- [Exercise goal]:
Write out again only the lines running from the one that contains "annotation. Detect black" to the end of the records below, including both the first and the last.

- [Excerpted records]:
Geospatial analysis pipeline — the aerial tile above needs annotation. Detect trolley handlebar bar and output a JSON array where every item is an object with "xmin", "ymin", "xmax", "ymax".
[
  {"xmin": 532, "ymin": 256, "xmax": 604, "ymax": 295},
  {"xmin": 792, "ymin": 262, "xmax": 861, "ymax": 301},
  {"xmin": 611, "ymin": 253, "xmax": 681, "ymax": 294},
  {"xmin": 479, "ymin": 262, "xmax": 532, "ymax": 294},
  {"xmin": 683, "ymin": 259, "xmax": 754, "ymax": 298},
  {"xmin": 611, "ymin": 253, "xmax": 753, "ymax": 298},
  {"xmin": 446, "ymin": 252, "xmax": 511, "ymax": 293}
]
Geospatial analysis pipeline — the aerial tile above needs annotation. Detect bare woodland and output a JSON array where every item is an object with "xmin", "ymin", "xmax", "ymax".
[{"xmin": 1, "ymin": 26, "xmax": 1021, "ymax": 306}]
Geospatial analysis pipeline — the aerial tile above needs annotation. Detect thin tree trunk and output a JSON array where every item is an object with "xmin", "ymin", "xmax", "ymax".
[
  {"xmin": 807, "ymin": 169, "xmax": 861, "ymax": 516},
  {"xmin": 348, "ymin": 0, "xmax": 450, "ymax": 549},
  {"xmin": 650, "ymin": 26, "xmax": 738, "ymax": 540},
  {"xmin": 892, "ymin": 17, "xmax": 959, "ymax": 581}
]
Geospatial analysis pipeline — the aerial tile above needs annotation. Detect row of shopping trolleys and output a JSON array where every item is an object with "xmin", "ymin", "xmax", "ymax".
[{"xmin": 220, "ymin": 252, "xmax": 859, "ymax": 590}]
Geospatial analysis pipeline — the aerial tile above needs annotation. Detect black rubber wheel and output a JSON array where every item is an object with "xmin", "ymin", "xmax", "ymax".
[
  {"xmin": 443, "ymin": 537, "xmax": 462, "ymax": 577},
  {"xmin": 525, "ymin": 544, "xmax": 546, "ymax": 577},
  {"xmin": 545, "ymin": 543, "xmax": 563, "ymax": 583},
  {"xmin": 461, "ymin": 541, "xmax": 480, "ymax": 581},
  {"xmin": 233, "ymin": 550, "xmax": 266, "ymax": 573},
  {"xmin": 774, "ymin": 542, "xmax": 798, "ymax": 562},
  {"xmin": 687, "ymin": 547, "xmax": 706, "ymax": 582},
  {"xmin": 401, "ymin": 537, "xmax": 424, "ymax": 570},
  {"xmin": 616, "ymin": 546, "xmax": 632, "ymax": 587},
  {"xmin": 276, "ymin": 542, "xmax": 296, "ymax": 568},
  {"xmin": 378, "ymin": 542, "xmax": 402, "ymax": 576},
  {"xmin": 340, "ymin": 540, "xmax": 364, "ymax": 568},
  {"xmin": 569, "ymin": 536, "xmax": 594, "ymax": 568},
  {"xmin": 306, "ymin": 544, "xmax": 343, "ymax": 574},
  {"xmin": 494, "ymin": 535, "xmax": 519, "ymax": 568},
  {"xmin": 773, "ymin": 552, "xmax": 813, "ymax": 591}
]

- [Reply]:
Geospatial analysis pipeline — the aerial tile above needs annotation. Detect black rubber wheel and output a JSON array where every item is an object with "xmin", "ymin", "xmax", "ymax".
[
  {"xmin": 443, "ymin": 537, "xmax": 462, "ymax": 577},
  {"xmin": 525, "ymin": 544, "xmax": 546, "ymax": 577},
  {"xmin": 545, "ymin": 543, "xmax": 563, "ymax": 583},
  {"xmin": 461, "ymin": 541, "xmax": 480, "ymax": 581},
  {"xmin": 233, "ymin": 550, "xmax": 266, "ymax": 573},
  {"xmin": 774, "ymin": 542, "xmax": 798, "ymax": 562},
  {"xmin": 687, "ymin": 547, "xmax": 706, "ymax": 582},
  {"xmin": 401, "ymin": 537, "xmax": 424, "ymax": 570},
  {"xmin": 616, "ymin": 546, "xmax": 632, "ymax": 587},
  {"xmin": 276, "ymin": 542, "xmax": 296, "ymax": 568},
  {"xmin": 378, "ymin": 542, "xmax": 402, "ymax": 576},
  {"xmin": 340, "ymin": 540, "xmax": 364, "ymax": 568},
  {"xmin": 569, "ymin": 536, "xmax": 594, "ymax": 568},
  {"xmin": 306, "ymin": 544, "xmax": 343, "ymax": 574},
  {"xmin": 494, "ymin": 535, "xmax": 519, "ymax": 568},
  {"xmin": 773, "ymin": 552, "xmax": 813, "ymax": 591}
]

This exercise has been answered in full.